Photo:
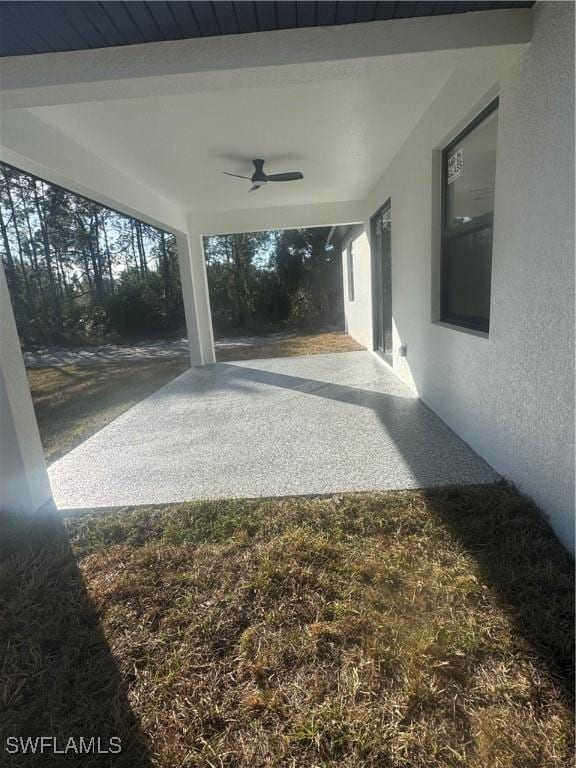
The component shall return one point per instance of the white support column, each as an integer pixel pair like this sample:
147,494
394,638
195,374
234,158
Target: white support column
196,298
24,484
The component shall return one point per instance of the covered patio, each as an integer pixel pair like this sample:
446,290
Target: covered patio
147,130
318,424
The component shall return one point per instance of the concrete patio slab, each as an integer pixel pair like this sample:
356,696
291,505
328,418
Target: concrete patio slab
294,425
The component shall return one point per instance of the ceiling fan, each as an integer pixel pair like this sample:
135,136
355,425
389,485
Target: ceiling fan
259,178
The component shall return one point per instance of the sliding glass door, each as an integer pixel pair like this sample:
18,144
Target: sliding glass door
381,224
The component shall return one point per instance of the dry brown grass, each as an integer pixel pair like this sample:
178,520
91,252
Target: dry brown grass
72,402
305,344
401,630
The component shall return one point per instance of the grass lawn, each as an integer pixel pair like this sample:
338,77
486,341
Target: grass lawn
72,402
304,344
399,630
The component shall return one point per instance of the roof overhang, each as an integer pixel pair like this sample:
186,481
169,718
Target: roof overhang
335,102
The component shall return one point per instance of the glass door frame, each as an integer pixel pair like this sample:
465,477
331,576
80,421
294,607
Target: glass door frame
378,330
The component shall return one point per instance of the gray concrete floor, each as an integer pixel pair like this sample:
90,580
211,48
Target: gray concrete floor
294,425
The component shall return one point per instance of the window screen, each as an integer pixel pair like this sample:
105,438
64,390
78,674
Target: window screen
469,171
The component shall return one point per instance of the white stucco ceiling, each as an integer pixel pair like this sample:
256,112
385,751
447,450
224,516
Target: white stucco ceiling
341,133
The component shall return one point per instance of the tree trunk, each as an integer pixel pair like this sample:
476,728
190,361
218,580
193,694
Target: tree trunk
54,299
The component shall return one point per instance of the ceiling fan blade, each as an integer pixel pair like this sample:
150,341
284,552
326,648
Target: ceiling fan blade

==============================

§ OBJECTIF DE L'EXERCICE
Recopiez mot pour mot la totalité du matériel ci-dessus, sans reproduire les images.

§ CORRIGÉ DE L'EXERCICE
Photo:
The component shall return one point per instance of the white support column, each as an integer pixel pair like this sample:
147,494
394,638
195,374
234,158
Target: white support column
196,298
24,484
The component shall return one point per instance of the covered patio, each as an integer pixel pair like this sample:
446,290
Target: covered patio
147,130
318,424
The component shall return one point per instance of the concrete patio slab, each as an integer pixel pair like this sample:
356,696
291,505
328,418
Target: concrete patio slab
294,425
The component shall return one point per instance of the ceiling fan, each as an integer pixel pair like this sample:
135,136
355,425
389,485
Target: ceiling fan
259,178
The component shall return one point per instance of the sliding glass door, each as an integer pixel pair like this sample:
18,144
Target: sliding glass door
381,224
The component shall return one point per instance of the dry brown grass, each as an integer pixel pair like this sample:
178,520
91,252
Target: dry brown grass
72,402
305,344
401,630
The component shall return one point per instance of the grass lawn, each as an integer pixel pair like this sample:
338,77
486,341
Target: grass lawn
72,402
304,344
399,630
The component shall return one point per instance of the roof overhang, each as an integer pixel pair like this sample:
186,481
169,718
Target: roof overhang
335,102
The component shall return one point per instance of the glass door frame, each as an integer pixel pair like this sample:
465,477
331,576
80,421
294,607
Target: glass door frame
378,330
The component shall return one point per instance of the gray concrete floor, each as an integer pixel pair like this sample:
90,580
211,48
Target: gray concrete floor
294,425
The component shall return one point per instance of the window screen, each as an integer pixel pair like this sample:
105,438
64,390
78,674
Target: window screen
469,171
The component shall return one point per instance of the white stucco ceiling, each as an integer pixel pair like this sample:
256,112
385,751
447,450
224,516
Target: white stucco ceiling
341,133
The component shall return one point per instance of the tree trunk, each as an integer pixel pair like this sample:
476,728
190,361
218,580
193,694
Target: tree trunk
54,299
The component shall return one point per instance of the ceiling fan blade, each as an integer pixel pair like this sample:
150,341
284,552
326,648
Target: ceiling fan blade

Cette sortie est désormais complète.